• _Stored rows_:
====

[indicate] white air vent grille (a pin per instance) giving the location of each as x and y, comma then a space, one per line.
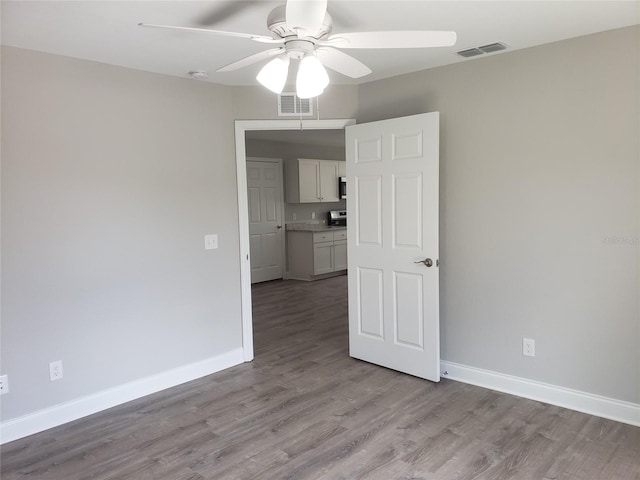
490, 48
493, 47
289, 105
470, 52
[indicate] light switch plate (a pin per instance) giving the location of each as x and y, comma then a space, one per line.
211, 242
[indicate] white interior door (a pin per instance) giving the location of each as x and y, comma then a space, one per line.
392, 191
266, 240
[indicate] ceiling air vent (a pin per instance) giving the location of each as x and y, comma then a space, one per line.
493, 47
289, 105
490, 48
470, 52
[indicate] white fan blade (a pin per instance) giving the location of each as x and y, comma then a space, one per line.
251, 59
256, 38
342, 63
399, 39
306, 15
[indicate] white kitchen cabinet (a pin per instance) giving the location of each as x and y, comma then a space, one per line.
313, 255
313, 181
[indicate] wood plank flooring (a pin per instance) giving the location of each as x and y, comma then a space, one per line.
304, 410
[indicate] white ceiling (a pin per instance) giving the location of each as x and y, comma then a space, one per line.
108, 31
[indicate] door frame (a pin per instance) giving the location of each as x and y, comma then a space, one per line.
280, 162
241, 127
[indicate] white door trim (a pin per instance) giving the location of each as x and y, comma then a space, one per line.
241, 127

====

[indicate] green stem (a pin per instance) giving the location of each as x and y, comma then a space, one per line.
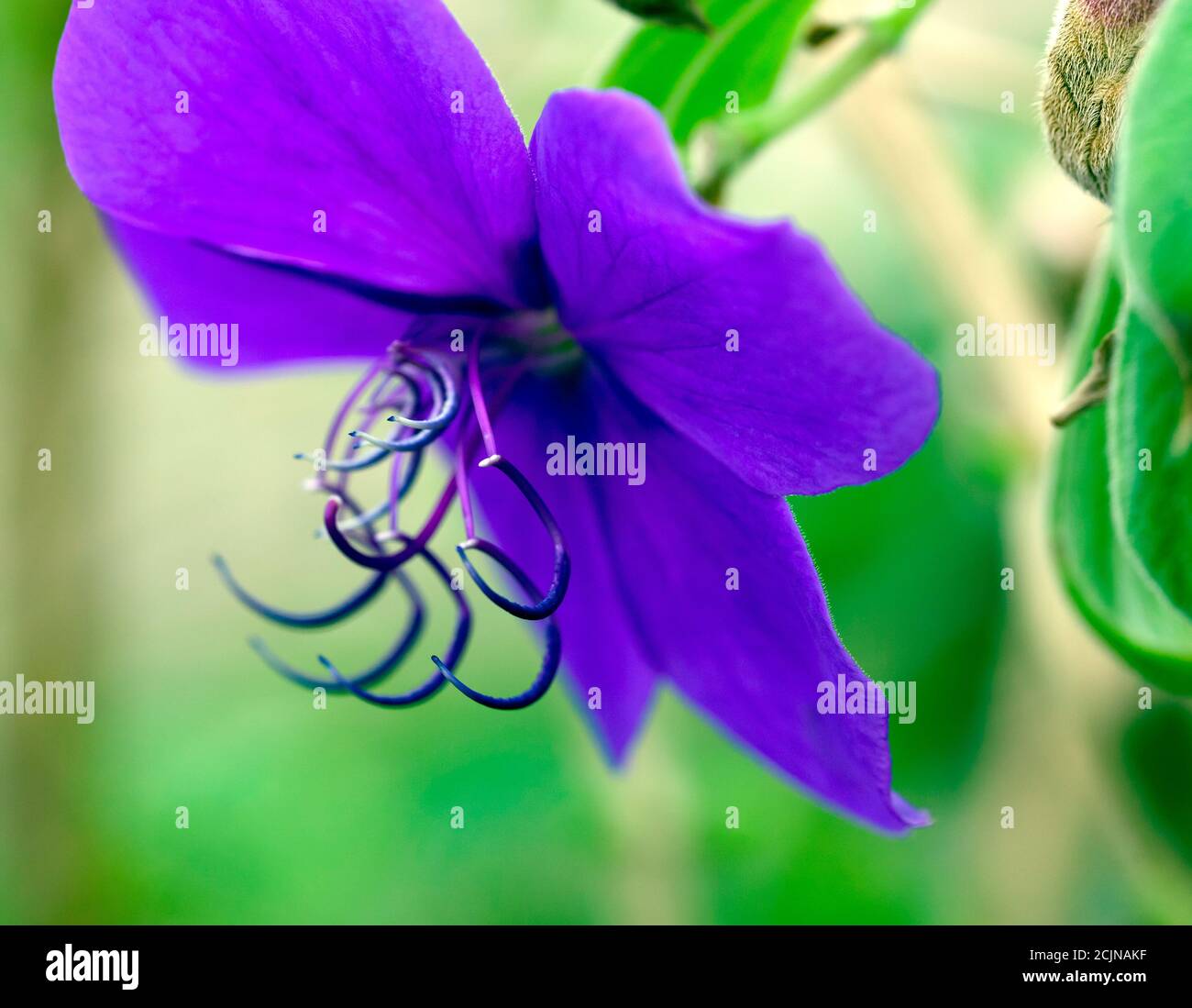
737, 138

====

• _Task details_:
List each line of the rows above that contains the word "comma", treating uppercase and lowercase as different.

• _Solution_:
[indicate] white air vent grille (a pin per instance) giving the location of each as x and y, comma then a space, one per line.
[indicate] light switch plate (a pin per instance) giving the location of each as x and y, comma then a space, one per line.
[indicate] white interior door (a pin per instance) giving the location of each as x and y, comma then a space, one per line.
[indicate] ceiling air vent (a pin per instance) giving the location of each as x and y, comma then a space, one per line.
[indicate] white fan blade (a pin per instance) giving the location of each as x and y, comma then a space, one per line.
[indicate] white kitchen cabinet (a pin per instance) giving the location of each as x and y, comma then a space, one per line.
[indicate] wood plank flooring (a pin per instance) giving the location of each as x and y, comma then a space, one per line.
[indicate] white ceiling (a pin per instance) giving the location of each as x and y, comma then a space, one per line.
[indicate] door frame (a pin per instance) giving the location of each as x and y, comma then a space, one per line.
[indicate] white door trim (a pin per instance) giving the location of each as x and y, comma then a space, one per line.
[indicate] green stem (a pin per instance) giving the location of each as x and y, comma then a space, one per line.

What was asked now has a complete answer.